=== WHAT IS BEING ASKED ===
Each record should be reproduced exactly.

=== DATA RECORDS ===
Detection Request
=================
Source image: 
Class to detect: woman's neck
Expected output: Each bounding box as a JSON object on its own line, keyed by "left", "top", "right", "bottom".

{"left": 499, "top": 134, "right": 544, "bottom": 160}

=== REPLY TO THE TASK ===
Detection Request
=================
Source image: 
Class to detect: woman's neck
Expected output: Each bounding box as a JSON object on its own line, keyed by "left", "top", "right", "bottom".

{"left": 499, "top": 134, "right": 544, "bottom": 160}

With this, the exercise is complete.